→ Aim
Can you rescale the records starting with the line containing "Mark a point on each instance of the tile" and going on through the line containing "[(295, 97), (296, 46)]", repeating those lines in full, requests included, with every coordinate in the answers multiplied by 1.1 and rounded to a whole number, halves up? Give only those lines.

BEGIN Supplied material

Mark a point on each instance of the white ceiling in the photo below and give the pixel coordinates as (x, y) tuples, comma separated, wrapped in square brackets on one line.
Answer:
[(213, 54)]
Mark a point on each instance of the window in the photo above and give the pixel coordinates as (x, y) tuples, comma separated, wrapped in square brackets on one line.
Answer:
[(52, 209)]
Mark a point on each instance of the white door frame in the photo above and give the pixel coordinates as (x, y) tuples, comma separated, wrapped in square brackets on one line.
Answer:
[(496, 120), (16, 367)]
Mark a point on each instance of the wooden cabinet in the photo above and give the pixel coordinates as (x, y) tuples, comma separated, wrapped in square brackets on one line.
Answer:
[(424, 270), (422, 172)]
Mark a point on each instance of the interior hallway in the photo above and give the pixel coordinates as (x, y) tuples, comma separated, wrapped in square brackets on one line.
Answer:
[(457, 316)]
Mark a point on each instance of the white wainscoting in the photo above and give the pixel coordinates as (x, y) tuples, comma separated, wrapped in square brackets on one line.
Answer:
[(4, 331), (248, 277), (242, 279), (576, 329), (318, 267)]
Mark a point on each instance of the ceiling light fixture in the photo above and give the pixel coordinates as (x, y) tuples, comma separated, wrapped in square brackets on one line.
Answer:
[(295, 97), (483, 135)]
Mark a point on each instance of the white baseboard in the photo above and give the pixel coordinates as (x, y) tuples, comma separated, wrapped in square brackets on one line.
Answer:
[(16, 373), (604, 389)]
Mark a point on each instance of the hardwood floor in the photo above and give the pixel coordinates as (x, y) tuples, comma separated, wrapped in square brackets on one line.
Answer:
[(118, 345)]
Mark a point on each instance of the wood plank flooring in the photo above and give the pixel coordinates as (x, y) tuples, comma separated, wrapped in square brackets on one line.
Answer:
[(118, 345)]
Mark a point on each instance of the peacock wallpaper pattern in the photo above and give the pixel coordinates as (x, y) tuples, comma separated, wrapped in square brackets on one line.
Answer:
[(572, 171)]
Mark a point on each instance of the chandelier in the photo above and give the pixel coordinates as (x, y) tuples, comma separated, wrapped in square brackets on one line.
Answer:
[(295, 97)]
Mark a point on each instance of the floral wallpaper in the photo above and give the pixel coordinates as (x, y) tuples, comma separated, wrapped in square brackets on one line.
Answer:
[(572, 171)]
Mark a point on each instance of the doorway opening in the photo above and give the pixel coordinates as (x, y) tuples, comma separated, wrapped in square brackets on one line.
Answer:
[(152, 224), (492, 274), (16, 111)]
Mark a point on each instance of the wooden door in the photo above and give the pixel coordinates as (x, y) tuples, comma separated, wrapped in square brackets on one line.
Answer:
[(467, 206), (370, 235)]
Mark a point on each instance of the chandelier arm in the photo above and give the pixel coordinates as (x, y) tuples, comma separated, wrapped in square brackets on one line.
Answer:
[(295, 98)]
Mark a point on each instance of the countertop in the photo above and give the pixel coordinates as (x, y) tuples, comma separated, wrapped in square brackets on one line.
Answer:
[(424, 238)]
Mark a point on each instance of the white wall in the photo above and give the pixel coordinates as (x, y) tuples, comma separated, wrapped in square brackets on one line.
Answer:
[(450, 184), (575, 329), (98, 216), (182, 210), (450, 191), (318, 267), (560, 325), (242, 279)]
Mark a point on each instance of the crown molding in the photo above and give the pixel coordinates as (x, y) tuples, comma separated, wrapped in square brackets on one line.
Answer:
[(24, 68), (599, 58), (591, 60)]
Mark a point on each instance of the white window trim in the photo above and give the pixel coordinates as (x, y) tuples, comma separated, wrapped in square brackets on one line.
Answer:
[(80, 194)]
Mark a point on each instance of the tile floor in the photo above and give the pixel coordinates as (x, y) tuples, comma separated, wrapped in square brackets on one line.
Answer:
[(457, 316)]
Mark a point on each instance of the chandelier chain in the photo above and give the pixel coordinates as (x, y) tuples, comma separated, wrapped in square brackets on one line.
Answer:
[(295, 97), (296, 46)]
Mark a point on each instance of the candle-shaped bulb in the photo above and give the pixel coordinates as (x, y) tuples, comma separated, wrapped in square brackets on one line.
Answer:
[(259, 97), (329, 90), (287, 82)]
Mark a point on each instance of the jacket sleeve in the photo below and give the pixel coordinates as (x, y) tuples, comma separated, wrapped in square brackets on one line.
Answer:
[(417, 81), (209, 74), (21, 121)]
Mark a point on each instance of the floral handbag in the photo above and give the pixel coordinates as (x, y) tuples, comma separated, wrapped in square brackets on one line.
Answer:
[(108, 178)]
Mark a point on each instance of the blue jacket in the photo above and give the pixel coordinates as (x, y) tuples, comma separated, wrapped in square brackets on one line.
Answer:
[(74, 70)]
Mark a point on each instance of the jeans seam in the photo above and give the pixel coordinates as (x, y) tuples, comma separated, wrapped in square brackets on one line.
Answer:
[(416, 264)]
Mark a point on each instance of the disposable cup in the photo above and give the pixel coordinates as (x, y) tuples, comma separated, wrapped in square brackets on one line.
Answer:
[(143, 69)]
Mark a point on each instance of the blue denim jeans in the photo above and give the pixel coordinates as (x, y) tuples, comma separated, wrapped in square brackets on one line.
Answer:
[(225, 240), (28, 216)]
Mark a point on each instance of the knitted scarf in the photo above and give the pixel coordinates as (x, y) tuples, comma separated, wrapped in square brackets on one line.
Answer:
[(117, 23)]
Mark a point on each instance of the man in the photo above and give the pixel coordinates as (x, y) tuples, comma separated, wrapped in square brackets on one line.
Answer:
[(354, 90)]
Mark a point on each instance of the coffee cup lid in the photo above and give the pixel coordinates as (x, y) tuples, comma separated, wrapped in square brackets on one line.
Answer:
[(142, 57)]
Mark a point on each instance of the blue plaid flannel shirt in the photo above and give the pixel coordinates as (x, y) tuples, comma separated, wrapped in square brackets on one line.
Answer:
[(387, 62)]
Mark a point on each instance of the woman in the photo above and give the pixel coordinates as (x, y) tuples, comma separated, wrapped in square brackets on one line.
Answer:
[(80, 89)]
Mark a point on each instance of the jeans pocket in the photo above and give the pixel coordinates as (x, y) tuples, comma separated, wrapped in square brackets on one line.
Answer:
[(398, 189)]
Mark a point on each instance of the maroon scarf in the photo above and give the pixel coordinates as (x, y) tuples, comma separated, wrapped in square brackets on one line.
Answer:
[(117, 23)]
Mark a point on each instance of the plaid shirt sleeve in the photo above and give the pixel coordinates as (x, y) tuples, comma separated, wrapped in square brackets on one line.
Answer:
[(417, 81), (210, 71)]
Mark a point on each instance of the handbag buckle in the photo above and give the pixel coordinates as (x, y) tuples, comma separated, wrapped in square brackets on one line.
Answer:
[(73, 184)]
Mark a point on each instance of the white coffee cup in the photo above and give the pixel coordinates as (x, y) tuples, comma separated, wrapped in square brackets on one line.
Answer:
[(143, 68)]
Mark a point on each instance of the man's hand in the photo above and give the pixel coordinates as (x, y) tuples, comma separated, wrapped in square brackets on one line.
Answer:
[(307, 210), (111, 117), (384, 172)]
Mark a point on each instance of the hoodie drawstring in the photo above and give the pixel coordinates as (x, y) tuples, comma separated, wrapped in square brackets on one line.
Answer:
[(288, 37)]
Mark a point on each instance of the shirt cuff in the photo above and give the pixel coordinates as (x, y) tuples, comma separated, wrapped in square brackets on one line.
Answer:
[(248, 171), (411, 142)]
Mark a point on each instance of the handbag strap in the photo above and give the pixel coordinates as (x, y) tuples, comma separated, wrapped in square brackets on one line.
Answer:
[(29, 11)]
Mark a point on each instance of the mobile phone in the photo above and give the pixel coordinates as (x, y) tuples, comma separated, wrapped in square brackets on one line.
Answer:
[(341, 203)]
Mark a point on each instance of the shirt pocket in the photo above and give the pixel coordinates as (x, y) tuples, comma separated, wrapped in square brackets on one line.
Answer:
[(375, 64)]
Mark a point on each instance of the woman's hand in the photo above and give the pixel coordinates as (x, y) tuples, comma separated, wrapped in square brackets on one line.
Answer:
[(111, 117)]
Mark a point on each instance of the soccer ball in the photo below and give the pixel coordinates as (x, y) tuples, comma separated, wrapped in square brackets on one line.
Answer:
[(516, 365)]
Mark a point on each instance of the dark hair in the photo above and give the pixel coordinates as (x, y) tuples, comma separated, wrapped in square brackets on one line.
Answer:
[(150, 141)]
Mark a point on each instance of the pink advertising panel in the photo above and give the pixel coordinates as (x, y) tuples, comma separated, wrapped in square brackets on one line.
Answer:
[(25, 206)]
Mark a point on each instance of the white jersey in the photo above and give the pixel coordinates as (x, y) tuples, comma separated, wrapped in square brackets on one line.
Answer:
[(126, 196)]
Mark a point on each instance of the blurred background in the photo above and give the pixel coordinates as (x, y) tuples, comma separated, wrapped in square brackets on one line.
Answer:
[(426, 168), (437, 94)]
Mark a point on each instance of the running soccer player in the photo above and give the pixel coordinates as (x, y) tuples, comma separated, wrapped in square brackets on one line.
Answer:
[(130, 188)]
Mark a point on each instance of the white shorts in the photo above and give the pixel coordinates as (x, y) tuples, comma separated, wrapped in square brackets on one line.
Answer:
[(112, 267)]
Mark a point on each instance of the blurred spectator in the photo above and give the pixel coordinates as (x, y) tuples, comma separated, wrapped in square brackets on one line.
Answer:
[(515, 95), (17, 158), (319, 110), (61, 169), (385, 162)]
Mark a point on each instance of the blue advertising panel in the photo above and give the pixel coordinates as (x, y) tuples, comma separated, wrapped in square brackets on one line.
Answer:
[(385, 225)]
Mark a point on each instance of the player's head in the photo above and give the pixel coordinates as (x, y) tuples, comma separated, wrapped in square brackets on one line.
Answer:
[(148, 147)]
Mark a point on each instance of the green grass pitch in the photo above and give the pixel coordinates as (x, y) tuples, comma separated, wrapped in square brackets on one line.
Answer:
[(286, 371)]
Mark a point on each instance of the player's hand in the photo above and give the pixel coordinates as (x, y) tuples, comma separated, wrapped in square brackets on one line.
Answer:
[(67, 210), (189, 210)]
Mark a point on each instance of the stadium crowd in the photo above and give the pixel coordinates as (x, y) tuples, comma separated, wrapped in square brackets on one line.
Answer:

END Supplied material

→ Response to the task
Mark a point on each instance of the tile floor in the photo above and give the pixel coordinates as (x, y) tuples, comma separated, wrapped in square brackets on one line.
Answer:
[(503, 348)]
Mark a point on each instance of the chandelier chain in the photo above and give the pixel coordinates as (x, y) tuples, comma separated, wrapped in square brackets on one line.
Answer:
[(325, 107), (326, 51)]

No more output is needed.